Sfida 1 — Ricopia alla lettera il tratto delle righe che va dalla riga contenente "The metadata for the image above tags the green vegetation." fino all'ultima riga, entrambe comprese.

Testo del documento —
• • • • • • •
Noi, organismi della
natura
Spesso non abbiamo un’immagine realistica di
noi stessi. Questo pregiudica la costruzione sociale.
In religione ci insegnano a distinguere noi
dai puri spiriti. Noi non siamo puri spiriti.
Lo sviluppo delle società umane presenta
aspetti che lo accomunano a quello delle
altre specie viventi, comprese quelle vegetali.
Questo perché siamo organismi, nei quali gli elementi culturali, frutto della nostra
mente e dell’interazione sociale, interagiscono con quelli naturali. Se non
fanno i conti con questo, le costruzioni sociali falliscono.
Ad esempio: un teologo, con la sua sola
scienza, non riuscirà a costruire una Chiesa, nonostante si sia fatta un’idea
piuttosto precisa e coerente di come dovrebbe essere.
• • • • • • •
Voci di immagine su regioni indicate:
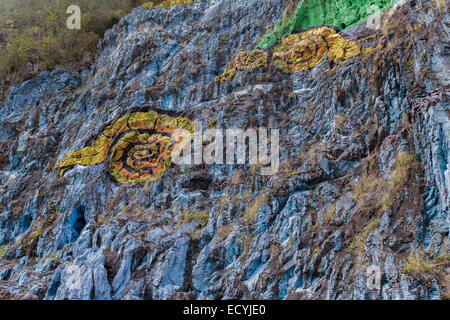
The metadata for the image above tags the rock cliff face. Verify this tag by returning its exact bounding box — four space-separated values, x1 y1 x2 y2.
0 0 450 299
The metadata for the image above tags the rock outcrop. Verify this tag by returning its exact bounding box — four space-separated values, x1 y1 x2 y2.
0 0 450 299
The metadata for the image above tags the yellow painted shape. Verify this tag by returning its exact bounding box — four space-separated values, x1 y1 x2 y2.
272 27 374 73
55 111 194 183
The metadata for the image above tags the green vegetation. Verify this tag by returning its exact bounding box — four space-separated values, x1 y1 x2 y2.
258 0 397 49
0 0 143 100
348 218 380 251
181 210 209 228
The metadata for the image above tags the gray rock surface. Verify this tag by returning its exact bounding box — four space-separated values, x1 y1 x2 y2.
0 0 450 300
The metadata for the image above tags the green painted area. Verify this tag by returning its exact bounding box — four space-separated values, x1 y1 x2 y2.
257 0 399 49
• • • • • • •
Sfida 2 — Ripeti fedelmente il tratto del testo sugli organismi della natura che va da "In religione ci" fino a "comprese quelle vegetali.".

Risposta all'esercizio 1 —
The metadata for the image above tags the green vegetation. Verify this tag by returning its exact bounding box — four space-separated values, x1 y1 x2 y2.
258 0 397 49
0 0 143 100
348 218 380 251
181 210 209 228
The metadata for the image above tags the gray rock surface. Verify this tag by returning its exact bounding box — four space-separated values, x1 y1 x2 y2.
0 0 450 300
The metadata for the image above tags the green painted area. Verify this tag by returning its exact bounding box — four space-separated values, x1 y1 x2 y2.
257 0 399 49

Risposta all'esercizio 2 —
In religione ci insegnano a distinguere noi
dai puri spiriti. Noi non siamo puri spiriti.
Lo sviluppo delle società umane presenta
aspetti che lo accomunano a quello delle
altre specie viventi, comprese quelle vegetali.